→ Prompt
Without leaving out a single line, restate the entries below exactly.

[Saved data entries]
====

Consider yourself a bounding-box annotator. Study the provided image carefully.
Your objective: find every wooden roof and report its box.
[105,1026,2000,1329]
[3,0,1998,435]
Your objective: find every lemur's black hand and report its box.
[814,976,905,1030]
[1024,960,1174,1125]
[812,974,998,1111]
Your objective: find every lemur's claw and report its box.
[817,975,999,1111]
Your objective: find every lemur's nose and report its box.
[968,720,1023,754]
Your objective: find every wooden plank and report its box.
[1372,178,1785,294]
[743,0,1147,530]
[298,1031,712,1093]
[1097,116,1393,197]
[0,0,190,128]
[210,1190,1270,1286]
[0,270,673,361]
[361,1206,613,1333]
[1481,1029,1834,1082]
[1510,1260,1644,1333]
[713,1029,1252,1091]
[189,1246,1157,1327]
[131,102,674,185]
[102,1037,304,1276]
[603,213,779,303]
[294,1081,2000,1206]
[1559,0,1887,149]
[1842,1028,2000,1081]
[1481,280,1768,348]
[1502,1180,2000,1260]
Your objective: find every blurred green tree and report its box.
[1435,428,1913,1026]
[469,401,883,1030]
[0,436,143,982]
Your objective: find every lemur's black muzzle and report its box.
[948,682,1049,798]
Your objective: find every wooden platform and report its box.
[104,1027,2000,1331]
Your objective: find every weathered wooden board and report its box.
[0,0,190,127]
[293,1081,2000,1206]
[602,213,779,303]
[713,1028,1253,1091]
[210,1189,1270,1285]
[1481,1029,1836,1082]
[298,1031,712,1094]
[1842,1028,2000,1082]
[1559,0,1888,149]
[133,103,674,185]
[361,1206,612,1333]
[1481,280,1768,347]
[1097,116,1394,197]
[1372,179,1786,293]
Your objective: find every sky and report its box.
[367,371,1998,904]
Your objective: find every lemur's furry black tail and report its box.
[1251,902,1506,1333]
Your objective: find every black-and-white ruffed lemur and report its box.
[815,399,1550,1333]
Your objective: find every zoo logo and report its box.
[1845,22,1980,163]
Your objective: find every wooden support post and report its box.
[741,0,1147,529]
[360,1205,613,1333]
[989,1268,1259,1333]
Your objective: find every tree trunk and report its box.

====

→ Result
Consider yourself a bounding-box annotator. Study the provided image carefully.
Your objective: find every wooden roof and report its box.
[105,1026,2000,1329]
[3,0,1998,435]
Your objective: find every lemur's black hand and report its box.
[814,976,905,1030]
[1024,960,1174,1125]
[812,974,998,1111]
Your objective: find every lemur's claw and report its box.
[817,975,999,1111]
Your objective: find every lemur's nose and report its box.
[968,720,1023,754]
Your objective: find every wooden plank and report its box.
[1372,178,1785,294]
[743,0,1147,530]
[298,1031,712,1093]
[1097,116,1393,197]
[0,0,190,128]
[210,1190,1270,1286]
[0,270,673,361]
[361,1206,613,1333]
[1481,1029,1834,1082]
[1510,1260,1644,1333]
[713,1029,1252,1091]
[189,1246,1157,1327]
[131,102,674,185]
[102,1037,304,1276]
[603,213,779,303]
[294,1081,2000,1206]
[1559,0,1887,149]
[1842,1028,2000,1081]
[1481,280,1768,348]
[1502,1180,2000,1260]
Your objective: find every blurred green tree and report its box.
[1435,428,1913,1026]
[469,401,883,1030]
[0,436,143,982]
Your objective: find every lemur's black muzzle and report its box.
[948,682,1049,798]
Your objective: find every wooden platform and report its box.
[104,1027,2000,1331]
Your objective: find every weathered wooden board and report its box.
[0,0,190,127]
[293,1081,2000,1206]
[602,213,779,303]
[713,1028,1253,1091]
[210,1189,1270,1285]
[1481,1029,1836,1082]
[298,1031,712,1094]
[1842,1028,2000,1082]
[1559,0,1888,149]
[133,103,674,185]
[361,1206,612,1333]
[1481,280,1768,347]
[1097,116,1394,197]
[1372,179,1786,293]
Your objective: find every sky and report its box.
[367,371,1998,904]
Your objective: find every lemur's furry black tail and report its box.
[1251,902,1506,1333]
Your objective: find every black-and-white ruffed lemur and report its box.
[815,399,1550,1333]
Your objective: find every zoo logo and report its box.
[1845,22,1980,163]
Your objective: find every wooden support post and report its box.
[741,0,1147,529]
[360,1205,613,1333]
[989,1268,1259,1333]
Your objective: find every tree trunk and report its box.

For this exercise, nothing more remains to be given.